Minister for Children and Young People, Tim Loughton, announced that the Government will open a Junior Individual Savings Accounts for every young person who has been in care for more than a year. The first accounts will be opened on behalf of looked after children in 2012.
The scheme, worth a total of £16.7m until 2015, will offer tax-efficient savings accounts that can be held in cash or shares and will mature and be accessible on the account holder’s 18th birthday.
Tim Loughton announced the Government will open accounts with an initial £200 payment and hopes individuals and organisations who want to invest in the futures of these vulnerable children will also contribute.
The Department believes the scheme benefits these young people in two ways:
- Providing a financial asset to vulnerable children who will be able to put it towards the costs associated with setting up home, transport or furthering their education.
- Supporting these children - who may never have had a bank account or the opportunity to save before - in learning about saving, budgeting and managing money.
Minister Tim Loughton said:
The best way to learn about the value of savings and investments is with real money in real accounts. Like any parent, the Government wants to provide the best support to children in its care and make sure they gain the same experience as any other young person.
The savings will help them when they reach 18 and they are facing serious choices as they start out in the adult world. I am confident that, when combined with financial education, holding a real financial asset in a savings account will encourage these young people to learn about how to manage their money well.
These children are some of the most vulnerable in our society and we are committed to investing in them so they can thrive. I want these savings to be worth much more than £200 by the child’s 18th birthday and I hope individuals and organisations will also want to use these accounts to contribute and invest in the futures of these vulnerable children.
The Department has worked closely with Action for Children and Barnardos in developing the scheme.
Chief Executive of Action for Children, Dame Clare Tickell, said:
For children in care, who have missed out on so much already, making their way in the world without the financial and emotional support of parents is incredibly daunting. We help young people to make that first step and start building a life for themselves; for many, leaving care means falling off a financial cliff edge, with no savings, support or safety net.
Not only will the new Junior ISA for children in care ease their move to financial independence, but it will help to show these vulnerable children that someone cares, and that someone is planning for their future. The scheme will help these young people with basic money management skills, and to plan for their future - offering the same opportunities as those young people not in care. It is a small amount that will make a big difference to those children who have often had a very difficult and troubled start in life.
Action for Children and Barnardo’s have been campaigning on this issue for a long time. Today’s announcement by the Government is a very positive step, and will help to ease the difficult transition from care to adulthood for many of our most vulnerable and neglected young people.

Listed records –
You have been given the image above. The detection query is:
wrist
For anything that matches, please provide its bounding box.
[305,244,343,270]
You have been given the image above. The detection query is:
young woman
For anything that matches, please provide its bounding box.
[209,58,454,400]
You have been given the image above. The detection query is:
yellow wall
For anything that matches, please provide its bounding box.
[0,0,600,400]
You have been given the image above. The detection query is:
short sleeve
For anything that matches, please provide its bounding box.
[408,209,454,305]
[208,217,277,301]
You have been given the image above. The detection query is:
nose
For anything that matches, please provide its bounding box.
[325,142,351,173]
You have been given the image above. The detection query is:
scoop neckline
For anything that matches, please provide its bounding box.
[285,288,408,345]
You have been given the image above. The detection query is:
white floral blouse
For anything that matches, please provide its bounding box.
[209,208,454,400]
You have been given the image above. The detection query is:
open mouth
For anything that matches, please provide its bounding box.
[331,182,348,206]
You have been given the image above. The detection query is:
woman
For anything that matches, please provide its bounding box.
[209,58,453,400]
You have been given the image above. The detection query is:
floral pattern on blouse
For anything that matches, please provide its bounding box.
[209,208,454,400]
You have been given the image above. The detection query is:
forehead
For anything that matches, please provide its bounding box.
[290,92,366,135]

==

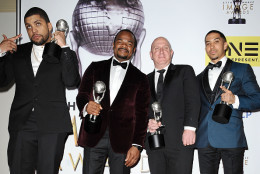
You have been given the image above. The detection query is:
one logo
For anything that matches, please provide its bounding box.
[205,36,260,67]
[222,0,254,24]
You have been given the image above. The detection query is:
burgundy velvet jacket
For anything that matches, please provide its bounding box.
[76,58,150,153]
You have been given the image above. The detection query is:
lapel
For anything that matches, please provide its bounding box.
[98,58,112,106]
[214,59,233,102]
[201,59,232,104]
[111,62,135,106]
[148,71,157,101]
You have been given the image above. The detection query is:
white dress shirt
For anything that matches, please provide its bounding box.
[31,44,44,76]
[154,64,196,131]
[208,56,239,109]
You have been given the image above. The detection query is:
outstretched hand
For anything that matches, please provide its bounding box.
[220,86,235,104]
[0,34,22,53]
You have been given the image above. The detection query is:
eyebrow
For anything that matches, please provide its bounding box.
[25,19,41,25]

Task details –
In the Junior ISA announcement, how much will the Government pay into each account when it opens it?

Solution –
An initial £200.